# Exercise description
In this exercise, reproduce all the entries that follow exactly.

# Provided entries
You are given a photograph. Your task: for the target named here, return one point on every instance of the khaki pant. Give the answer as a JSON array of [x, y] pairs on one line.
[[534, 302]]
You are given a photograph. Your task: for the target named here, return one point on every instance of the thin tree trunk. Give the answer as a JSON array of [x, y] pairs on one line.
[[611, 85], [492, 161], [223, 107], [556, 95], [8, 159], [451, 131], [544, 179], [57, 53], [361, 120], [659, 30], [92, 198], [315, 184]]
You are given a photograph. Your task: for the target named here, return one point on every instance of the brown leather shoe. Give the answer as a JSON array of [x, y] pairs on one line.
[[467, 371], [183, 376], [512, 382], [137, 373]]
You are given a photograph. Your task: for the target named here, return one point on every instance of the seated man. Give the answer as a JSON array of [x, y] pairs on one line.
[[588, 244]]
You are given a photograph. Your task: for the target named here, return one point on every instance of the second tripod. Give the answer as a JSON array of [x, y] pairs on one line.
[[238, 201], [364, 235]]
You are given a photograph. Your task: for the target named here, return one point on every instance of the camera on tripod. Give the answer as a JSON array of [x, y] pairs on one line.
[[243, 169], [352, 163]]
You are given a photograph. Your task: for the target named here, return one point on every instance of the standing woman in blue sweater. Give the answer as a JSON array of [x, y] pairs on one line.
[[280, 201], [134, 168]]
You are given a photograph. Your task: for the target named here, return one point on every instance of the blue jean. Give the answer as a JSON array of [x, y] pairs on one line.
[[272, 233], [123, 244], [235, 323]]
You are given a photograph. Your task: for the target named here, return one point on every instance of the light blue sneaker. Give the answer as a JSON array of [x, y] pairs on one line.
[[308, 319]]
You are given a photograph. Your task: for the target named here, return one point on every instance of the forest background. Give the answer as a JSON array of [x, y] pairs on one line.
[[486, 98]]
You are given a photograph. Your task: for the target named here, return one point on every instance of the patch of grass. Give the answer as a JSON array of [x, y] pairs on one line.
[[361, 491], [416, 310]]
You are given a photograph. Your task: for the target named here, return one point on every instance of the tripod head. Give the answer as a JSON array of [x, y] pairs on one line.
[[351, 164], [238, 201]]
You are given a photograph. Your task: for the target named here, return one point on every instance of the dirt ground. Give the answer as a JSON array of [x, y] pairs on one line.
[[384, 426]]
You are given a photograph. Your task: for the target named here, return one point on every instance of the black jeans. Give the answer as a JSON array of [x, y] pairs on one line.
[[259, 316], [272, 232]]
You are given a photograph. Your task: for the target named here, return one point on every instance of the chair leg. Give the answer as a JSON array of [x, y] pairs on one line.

# Task output
You are given a photograph. Your task: for the target named here, return one point on every instance of the khaki pant. Give the answer as a JSON array of [x, y] pairs on one line.
[[534, 302]]
You are given a photograph. Your task: for the target named here, return one point on every instance of the thin tree trunk. Give the answer as a JSON array of [x, y] pairs on one line.
[[611, 85], [492, 161], [223, 107], [556, 95], [8, 159], [451, 131], [544, 179], [57, 53], [361, 120], [659, 30], [92, 198], [315, 184]]
You are given a photograph. Your task: for the target named here, return one point on every instance of the brown leather shoe. Give the answer as a JSON array of [x, y] pairs on one line.
[[467, 371], [183, 376], [512, 382], [137, 373]]
You are given a photograph. Your task: for the target named here, return one point on every instance of the seated man. Give the answer as a JSON array of [x, y] pairs on one line.
[[588, 244]]
You are given a photograph. Your task: for the target named here, return one point on every instance of the second tripod. Give the answer as a JSON array of [x, y] pairs on one line.
[[238, 201], [364, 235]]
You are given a photograph. Your task: for the target named here, return one point on every instance of the camera on tripod. Give the answer as a JSON array of [x, y] pairs on one line.
[[243, 169], [352, 163]]
You are given a photograph. Your task: for the target named here, return one point on every instance of the standing woman in blue sweater. Give the answer as a JSON array of [x, y] pairs on one line.
[[280, 201], [134, 168]]
You are given a photograph. Your task: for the target named here, return one point on every instance of the blue jean. Give the answer as a JSON array of [x, y] pairs on one line.
[[272, 233], [123, 244], [235, 323]]
You are given a photograph. Your task: for the target named here, return one point on every instance of the light blue sneaker. Give the answer as a JSON array of [x, y] pairs on one line.
[[308, 319]]
You are given a photograph. Your task: for the target named here, return one point on every instance of the forest background. Give the answer as a JSON array of [x, y] pairs on one line.
[[486, 98]]
You are given a photograph. Your task: for the target named here, return one point on every instance of the patch of grass. Give the answer as a JSON array of [x, y] pairs on one line.
[[361, 491], [416, 310]]
You are given a photograph. Your task: for the target named here, return one point on every instance of the tripod head. Give the answer as a JSON array of [x, y] pairs on one line.
[[351, 164], [238, 201]]
You are given a photograph. Your task: for the target named here, return one point on every instance of the dirt ground. Give the answer as a JSON array of [x, y] pairs on one line.
[[384, 426]]
You are given a photograph. Your task: for the target named here, return one point on every instance of the black jeans. Give the answer as a JSON array of [x, y] pairs on one line.
[[259, 316], [272, 232]]
You are given a photograph. Your task: for the target named here, return one point on every instance of the chair leg. Give the answer as a JSON array of [x, y] pairs on one line.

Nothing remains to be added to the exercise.